----- TEXTAUSZUG -----

Eigentlich hatte er die sanften Tiere hornlos weiterzüchten wollen. Seit aber der Wolf immer näher ans Dorf rückt, hat er auch wieder Kühe mit Hörnern stehen. „Damit sie sich wenigstens ein bisschen wehren können.“ Genützt hat es nichts, zwei Kälber hat der Wolf geholt. „Die Entschädigung ist jedes mal ein Kampf“, sagt Michelchen. Außerdem: „Man liebt doch seine Tiere, die will man schützen.“ Als Jäger möchte er gern die Möglichkeit haben, seine Wiesen zu verteidigen, „wolfsfreie Zonen“ fordert der Bauernbund.

Als der studierte Agraringenieur nach der Wende seinen Betrieb aufgebaut hat, fing er mit sechs Kühen und acht Hektar Land an. Viel zu wenig, um davon leben zu können. Heute erwirtschaftet er mit seinem Land immerhin ein Einkommen. Die Imkerei, die Fische und seine kleine Ferienpension helfen dabei. Für den Sohn, der den Hof übernehmen soll, reicht das Geld derzeit noch nicht, er arbeitet außerhalb.

----- VORLIEGENDE ANGABEN -----

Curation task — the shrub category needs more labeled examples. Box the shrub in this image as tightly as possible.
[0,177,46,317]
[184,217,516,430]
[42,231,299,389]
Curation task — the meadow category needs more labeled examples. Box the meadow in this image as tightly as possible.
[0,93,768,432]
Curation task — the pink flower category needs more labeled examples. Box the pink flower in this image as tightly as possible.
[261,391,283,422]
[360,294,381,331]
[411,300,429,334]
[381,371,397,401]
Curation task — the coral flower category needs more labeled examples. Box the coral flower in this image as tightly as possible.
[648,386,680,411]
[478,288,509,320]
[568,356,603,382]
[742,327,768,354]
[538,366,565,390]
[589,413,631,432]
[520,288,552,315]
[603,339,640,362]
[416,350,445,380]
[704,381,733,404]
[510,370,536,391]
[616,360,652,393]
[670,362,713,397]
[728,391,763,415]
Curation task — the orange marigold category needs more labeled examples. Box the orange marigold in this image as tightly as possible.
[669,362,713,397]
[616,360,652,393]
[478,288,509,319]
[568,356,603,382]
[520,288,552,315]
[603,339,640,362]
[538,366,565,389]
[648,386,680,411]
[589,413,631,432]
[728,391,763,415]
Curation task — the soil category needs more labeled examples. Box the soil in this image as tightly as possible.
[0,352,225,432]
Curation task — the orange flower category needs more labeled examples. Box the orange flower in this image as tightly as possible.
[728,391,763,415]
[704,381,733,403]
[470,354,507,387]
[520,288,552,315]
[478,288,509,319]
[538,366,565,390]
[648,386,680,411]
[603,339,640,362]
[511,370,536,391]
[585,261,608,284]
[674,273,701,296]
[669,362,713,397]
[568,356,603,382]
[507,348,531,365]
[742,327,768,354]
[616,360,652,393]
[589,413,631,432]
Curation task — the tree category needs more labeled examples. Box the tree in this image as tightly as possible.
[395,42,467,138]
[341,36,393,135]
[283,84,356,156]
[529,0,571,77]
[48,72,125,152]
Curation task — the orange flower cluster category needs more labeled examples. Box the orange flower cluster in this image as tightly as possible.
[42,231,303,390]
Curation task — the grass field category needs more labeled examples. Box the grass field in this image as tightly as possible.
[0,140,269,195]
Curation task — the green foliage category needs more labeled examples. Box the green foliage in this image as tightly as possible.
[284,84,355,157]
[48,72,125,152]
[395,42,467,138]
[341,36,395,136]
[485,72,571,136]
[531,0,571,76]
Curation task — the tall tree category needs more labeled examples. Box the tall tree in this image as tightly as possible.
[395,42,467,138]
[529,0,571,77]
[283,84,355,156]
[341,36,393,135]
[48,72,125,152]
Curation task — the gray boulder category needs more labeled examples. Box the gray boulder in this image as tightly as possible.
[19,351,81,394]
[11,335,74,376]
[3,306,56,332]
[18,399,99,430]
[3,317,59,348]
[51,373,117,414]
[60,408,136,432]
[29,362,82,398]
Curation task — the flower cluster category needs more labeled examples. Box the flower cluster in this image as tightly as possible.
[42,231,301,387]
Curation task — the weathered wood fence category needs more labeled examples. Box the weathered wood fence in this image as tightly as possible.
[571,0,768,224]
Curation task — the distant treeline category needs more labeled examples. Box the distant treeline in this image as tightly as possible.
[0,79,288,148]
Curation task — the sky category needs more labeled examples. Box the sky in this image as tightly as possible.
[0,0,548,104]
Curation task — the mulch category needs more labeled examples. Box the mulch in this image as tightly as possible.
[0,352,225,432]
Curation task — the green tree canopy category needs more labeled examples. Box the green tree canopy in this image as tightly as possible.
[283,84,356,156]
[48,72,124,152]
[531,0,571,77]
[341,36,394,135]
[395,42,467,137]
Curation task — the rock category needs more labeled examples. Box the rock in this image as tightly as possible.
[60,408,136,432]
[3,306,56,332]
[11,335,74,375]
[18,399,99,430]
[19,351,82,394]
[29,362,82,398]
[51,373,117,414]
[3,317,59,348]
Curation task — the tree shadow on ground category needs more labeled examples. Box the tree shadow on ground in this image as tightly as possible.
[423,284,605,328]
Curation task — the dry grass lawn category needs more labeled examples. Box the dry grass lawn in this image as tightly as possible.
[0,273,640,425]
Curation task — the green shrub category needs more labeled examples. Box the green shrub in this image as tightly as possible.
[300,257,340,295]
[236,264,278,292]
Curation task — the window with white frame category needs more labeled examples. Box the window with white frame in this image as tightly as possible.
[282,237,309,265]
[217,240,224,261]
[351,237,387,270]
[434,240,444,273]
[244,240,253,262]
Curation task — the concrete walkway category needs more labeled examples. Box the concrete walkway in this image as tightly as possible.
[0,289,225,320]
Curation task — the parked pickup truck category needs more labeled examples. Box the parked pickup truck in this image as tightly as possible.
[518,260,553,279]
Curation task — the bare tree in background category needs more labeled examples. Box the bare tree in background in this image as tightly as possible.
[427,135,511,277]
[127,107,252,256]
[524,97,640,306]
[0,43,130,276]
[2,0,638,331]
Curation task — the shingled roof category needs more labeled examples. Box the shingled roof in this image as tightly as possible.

-----

FRAGEN ZUM MATERIAL
(1) Schreiben Sie aus dem Textauszug den Abschnitt von „Als der studierte“ bis „er arbeitet außerhalb.“ wortgetreu ab.
(2) Mit wie vielen Kühen und wie viel Land fing der studierte Agraringenieur laut Textauszug an, als er nach der Wende seinen Betrieb aufbaute?
Die Zeilen werden für die Bearbeitung nicht gebraucht.

LÖSUNGEN DER ÜBUNG
(1)
Als der studierte Agraringenieur nach der Wende seinen Betrieb aufgebaut hat, fing er mit sechs Kühen und acht Hektar Land an. Viel zu wenig, um davon leben zu können. Heute erwirtschaftet er mit seinem Land immerhin ein Einkommen. Die Imkerei, die Fische und seine kleine Ferienpension helfen dabei. Für den Sohn, der den Hof übernehmen soll, reicht das Geld derzeit noch nicht, er arbeitet außerhalb.

(2) Mit sechs Kühen und acht Hektar Land.